*Task brief*.
Every record must be copied exactly.

*Data shown*.

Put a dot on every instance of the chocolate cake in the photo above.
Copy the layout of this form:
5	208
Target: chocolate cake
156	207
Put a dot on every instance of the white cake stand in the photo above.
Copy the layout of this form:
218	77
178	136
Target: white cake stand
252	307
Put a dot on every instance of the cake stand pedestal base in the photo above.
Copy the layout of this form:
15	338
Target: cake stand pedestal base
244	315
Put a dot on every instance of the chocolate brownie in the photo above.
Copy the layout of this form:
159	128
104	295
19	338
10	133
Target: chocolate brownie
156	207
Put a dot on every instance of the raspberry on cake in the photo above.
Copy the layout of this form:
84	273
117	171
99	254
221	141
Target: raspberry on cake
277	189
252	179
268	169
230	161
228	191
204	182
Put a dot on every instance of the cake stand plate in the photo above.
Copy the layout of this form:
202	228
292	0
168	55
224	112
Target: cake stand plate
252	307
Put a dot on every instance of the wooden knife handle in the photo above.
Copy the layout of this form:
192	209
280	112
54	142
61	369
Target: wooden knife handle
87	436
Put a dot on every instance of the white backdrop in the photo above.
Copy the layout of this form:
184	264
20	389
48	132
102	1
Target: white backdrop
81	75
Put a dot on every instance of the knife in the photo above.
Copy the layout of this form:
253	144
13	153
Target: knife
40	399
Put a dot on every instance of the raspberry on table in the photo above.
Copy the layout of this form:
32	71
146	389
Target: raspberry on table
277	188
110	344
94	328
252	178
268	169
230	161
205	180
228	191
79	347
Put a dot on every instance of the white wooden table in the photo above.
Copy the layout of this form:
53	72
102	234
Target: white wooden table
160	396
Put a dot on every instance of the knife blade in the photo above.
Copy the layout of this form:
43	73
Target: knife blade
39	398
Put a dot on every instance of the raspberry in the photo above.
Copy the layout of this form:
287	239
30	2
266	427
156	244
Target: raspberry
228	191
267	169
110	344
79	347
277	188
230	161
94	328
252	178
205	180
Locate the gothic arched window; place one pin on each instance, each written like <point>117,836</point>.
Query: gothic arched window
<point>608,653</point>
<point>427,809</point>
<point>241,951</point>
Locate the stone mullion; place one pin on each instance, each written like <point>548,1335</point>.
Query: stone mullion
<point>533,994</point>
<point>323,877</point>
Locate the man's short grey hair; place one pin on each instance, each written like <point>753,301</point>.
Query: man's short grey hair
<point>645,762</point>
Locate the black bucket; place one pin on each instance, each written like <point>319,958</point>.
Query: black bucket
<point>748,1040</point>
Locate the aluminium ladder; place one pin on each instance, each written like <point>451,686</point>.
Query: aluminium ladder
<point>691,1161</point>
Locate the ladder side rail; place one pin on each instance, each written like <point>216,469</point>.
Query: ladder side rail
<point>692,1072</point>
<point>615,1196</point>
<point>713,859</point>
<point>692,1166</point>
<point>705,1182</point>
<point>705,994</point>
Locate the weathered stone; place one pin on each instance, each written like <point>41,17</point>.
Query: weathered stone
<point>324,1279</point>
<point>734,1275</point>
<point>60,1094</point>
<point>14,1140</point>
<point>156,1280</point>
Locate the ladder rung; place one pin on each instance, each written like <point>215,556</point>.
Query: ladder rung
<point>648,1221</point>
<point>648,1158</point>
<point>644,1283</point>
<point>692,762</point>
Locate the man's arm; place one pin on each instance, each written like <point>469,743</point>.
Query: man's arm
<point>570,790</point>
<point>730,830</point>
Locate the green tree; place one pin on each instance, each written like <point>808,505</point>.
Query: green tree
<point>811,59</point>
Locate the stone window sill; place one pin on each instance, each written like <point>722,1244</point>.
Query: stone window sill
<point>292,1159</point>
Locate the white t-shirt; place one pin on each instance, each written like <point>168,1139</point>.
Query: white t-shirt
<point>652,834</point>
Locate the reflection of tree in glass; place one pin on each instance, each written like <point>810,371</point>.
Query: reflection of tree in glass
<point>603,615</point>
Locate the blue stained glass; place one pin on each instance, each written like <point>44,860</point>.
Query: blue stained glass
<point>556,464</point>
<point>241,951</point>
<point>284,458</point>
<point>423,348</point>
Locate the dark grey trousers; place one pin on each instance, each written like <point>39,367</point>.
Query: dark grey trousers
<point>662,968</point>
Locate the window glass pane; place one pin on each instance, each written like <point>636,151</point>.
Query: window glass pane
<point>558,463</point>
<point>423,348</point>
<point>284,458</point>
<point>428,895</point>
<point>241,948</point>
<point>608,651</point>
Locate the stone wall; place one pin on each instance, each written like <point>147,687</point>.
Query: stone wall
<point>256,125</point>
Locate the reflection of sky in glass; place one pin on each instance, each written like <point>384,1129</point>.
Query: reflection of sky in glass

*Solution to the exercise*.
Put a dot on every instance of the chocolate cake in the photo above.
Copy the layout of this form:
5	208
Target: chocolate cake
156	207
Put a dot on every instance of the white cake stand in the photo above.
Copy the layout of this form:
218	77
178	136
Target: white cake stand
252	307
Put a dot on every instance of the cake stand pedestal base in the photo above.
Copy the layout of this form:
15	338
Target: cake stand pedestal base
244	315
Put a dot on every instance of the chocolate brownie in the photo above.
Copy the layout of this form:
159	128
104	295
19	338
10	133
Target: chocolate brownie
156	207
Put a dot on every instance of the raspberry on cake in the photo above.
Copy the layout of this form:
84	273
117	171
99	254
221	141
Target: raspberry on cake
277	189
252	179
268	169
230	161
228	191
204	182
Put a dot on every instance of the cake stand plate in the photo above.
Copy the layout of this form:
202	228
292	0
168	55
224	112
Target: cake stand plate
252	307
Put a dot on every instance of the wooden knife handle in the photo above.
Copy the layout of this form:
192	209
280	112
54	142
61	369
Target: wooden knife handle
87	436
Put a dot on every instance of the white backdrop in the photo above.
Copy the layout of this form:
184	264
20	389
48	132
102	1
Target: white backdrop
81	75
Put a dot on every instance of the knife in the photo above.
Copy the layout of this form:
253	144
13	153
Target: knife
40	399
Put a dot on every instance of the raspberry on table in the photo above.
Copy the layout of this form:
32	71
146	389
Target: raspberry on table
277	188
110	344
94	328
252	178
268	169
230	161
205	180
228	191
79	347
Put a dot on every instance of the white wooden table in the photo above.
Copy the layout of this form:
53	72
102	234
Target: white wooden table
160	396
Put a dot on every instance of the knife blade in the photo above.
Copy the layout of this form:
43	73
Target: knife blade
39	398
Put a dot on every instance of the raspberry in the photo above.
Copy the layout of this form:
287	239
30	2
266	427
156	244
Target: raspberry
228	191
267	169
110	344
79	347
277	188
230	161
94	328
252	178
205	180
Locate the gothic arched window; place one pin on each instance, each written like <point>117,836</point>.
Query: gothic arched window
<point>608,653</point>
<point>427,809</point>
<point>241,951</point>
Locate the stone mullion; place one pin on each instance, each written like <point>548,1335</point>.
Query: stone mullion
<point>533,994</point>
<point>323,877</point>
Locate the man's short grey hair; place one pin on each instance, each written like <point>753,301</point>.
Query: man's short grey hair
<point>645,762</point>
Locate the black bucket; place one pin on each instance, each written like <point>319,958</point>.
Query: black bucket
<point>748,1040</point>
Locate the aluminium ladder; place one pin on each instance, each written like <point>451,686</point>.
Query: aluminium ladder
<point>691,1161</point>
Locate the ladder side rail; place one pin on each instance, each written like <point>216,469</point>.
Query: ladder side rail
<point>692,1072</point>
<point>615,1196</point>
<point>713,859</point>
<point>692,1166</point>
<point>705,1182</point>
<point>705,994</point>
Locate the weathered stone; place one pin on each instance, each written like <point>41,17</point>.
Query: weathered stone
<point>324,1279</point>
<point>734,1275</point>
<point>60,1094</point>
<point>14,1140</point>
<point>156,1280</point>
Locate the ladder rung; place one pin on each instance, each written like <point>215,556</point>.
Query: ladder rung
<point>648,1221</point>
<point>648,1158</point>
<point>644,1283</point>
<point>692,762</point>
Locate the man's arm; place one pin on each instance, each written like <point>469,743</point>.
Query: man's arm
<point>570,790</point>
<point>730,830</point>
Locate the green tree; place one pin on each instance, each written like <point>808,505</point>.
Query: green tree
<point>811,59</point>
Locate the stone window sill; place one pin on each instance, each written like <point>722,1244</point>.
Query: stone window sill
<point>292,1159</point>
Locate the white t-shirt; place one pin on each instance, each written like <point>168,1139</point>.
Query: white t-shirt
<point>652,834</point>
Locate the reflection of tree in glass; place one pin on each instance, each written like <point>810,371</point>.
Query: reflection of tree in glass
<point>603,615</point>
Locate the blue stained glass; place one pin on each instance, each written like <point>44,860</point>.
Query: blue stained glass
<point>556,464</point>
<point>241,951</point>
<point>284,458</point>
<point>423,348</point>
Locate the dark grey trousers; place one pin on each instance, each written like <point>39,367</point>.
Query: dark grey trousers
<point>662,968</point>
Locate the window glass pane; place one pin on each instance, each written like <point>636,151</point>.
Query: window glass pane
<point>558,463</point>
<point>423,348</point>
<point>284,458</point>
<point>428,895</point>
<point>241,948</point>
<point>608,651</point>
Locate the stone wall; place one pin on each instance, each written like <point>147,687</point>.
Query: stone wall
<point>256,125</point>
Locate the reflection of sky in glass; place one pin on each instance, each written like <point>384,1129</point>.
Query: reflection of sky in glass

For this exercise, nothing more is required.